*** RECORD LIST

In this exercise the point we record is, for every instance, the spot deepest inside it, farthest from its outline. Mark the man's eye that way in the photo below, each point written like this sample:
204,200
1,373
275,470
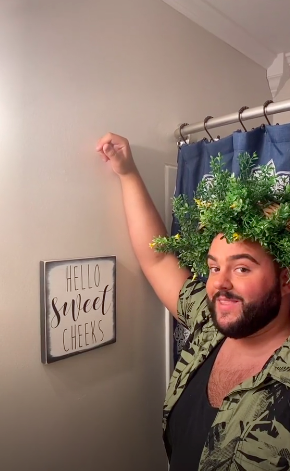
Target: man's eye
243,270
213,269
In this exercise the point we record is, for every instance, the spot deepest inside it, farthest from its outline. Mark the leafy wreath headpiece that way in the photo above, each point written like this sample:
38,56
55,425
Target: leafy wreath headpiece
254,205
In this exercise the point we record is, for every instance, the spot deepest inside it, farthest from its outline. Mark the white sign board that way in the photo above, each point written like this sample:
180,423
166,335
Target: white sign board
78,306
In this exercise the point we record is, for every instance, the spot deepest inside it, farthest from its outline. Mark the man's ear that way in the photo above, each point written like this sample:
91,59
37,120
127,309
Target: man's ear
285,281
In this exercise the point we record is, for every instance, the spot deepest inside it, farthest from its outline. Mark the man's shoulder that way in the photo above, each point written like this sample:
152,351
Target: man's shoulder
192,303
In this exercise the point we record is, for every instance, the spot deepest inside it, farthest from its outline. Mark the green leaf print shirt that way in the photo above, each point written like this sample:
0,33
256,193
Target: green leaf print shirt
252,428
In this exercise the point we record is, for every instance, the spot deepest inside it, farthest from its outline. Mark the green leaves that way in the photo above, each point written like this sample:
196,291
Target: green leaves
235,207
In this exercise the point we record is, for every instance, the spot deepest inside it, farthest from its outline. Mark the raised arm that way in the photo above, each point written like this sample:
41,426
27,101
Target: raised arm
144,223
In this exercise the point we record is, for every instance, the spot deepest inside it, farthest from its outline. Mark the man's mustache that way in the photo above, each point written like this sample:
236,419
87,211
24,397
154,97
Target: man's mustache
227,295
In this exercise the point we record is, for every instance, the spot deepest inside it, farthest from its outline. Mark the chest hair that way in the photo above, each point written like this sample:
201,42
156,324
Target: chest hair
226,374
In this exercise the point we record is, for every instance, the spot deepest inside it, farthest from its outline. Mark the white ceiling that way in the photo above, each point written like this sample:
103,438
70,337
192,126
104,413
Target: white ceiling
257,28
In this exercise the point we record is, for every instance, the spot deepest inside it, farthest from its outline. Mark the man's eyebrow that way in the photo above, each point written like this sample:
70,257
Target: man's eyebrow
236,257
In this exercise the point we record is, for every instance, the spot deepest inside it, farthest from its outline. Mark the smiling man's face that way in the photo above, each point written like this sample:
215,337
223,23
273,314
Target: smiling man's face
243,287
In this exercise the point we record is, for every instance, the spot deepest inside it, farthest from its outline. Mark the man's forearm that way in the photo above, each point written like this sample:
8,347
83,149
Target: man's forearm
144,221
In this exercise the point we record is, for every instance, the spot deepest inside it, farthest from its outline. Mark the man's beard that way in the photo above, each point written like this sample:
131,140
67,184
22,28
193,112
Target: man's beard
254,316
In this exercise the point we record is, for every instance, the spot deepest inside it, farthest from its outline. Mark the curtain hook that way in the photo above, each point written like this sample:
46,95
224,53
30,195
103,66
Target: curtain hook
265,106
205,127
240,116
182,138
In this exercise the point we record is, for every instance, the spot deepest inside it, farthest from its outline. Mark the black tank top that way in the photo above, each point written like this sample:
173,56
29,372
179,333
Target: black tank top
190,420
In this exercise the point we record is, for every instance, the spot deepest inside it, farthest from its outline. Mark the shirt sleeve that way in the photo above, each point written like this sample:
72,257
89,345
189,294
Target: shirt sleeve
192,300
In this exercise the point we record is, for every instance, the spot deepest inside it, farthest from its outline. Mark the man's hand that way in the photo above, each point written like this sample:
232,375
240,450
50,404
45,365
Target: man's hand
117,149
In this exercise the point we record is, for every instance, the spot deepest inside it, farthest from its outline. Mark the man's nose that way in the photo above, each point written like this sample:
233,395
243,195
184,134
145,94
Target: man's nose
222,281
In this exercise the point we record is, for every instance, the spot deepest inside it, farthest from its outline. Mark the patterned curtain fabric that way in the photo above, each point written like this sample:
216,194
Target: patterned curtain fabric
272,144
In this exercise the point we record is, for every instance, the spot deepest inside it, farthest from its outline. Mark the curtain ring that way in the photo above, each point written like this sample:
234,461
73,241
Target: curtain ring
265,105
205,128
180,133
240,116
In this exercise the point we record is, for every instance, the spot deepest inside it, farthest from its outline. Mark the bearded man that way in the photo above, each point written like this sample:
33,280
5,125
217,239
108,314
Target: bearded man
228,402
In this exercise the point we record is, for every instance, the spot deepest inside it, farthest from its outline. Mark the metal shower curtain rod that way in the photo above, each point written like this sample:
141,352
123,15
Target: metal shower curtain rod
243,114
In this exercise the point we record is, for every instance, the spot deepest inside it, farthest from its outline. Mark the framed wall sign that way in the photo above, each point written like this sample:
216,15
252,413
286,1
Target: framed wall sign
78,306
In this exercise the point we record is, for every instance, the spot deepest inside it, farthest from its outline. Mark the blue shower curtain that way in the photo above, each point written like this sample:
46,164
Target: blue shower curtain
271,143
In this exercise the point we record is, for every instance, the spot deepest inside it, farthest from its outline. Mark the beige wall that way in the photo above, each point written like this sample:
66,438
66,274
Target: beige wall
70,71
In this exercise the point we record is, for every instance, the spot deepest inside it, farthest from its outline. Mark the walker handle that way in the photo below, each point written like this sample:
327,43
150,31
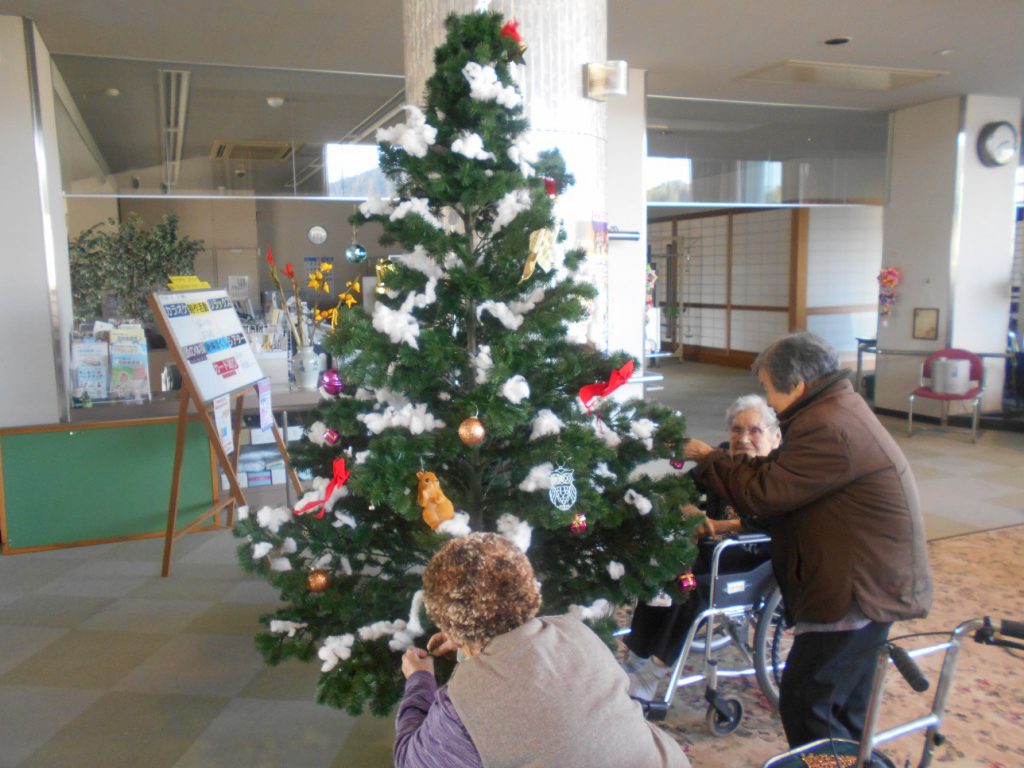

******

*WORK INSTRUCTIONS*: Output the material from the line with "Mark the beige" up to and including its final line as a JSON list of strings, one string per line. Leave out blank lines and the pictures.

*THE ANSWER*:
[
  "In this exercise the point we record is, for every instance, the spot deepest inside it, farthest from its outline. Mark the beige wall that way in the photo above, each point written like this sample:",
  "66,438",
  "66,274",
  "Target: beige wall",
  "70,71",
  "In this exercise the point we record is, for every instance, the spot deepest inside it, farthest from its outline. Mark the walker handle that way in the photo below, each point written like this sample:",
  "327,43",
  "150,31"
]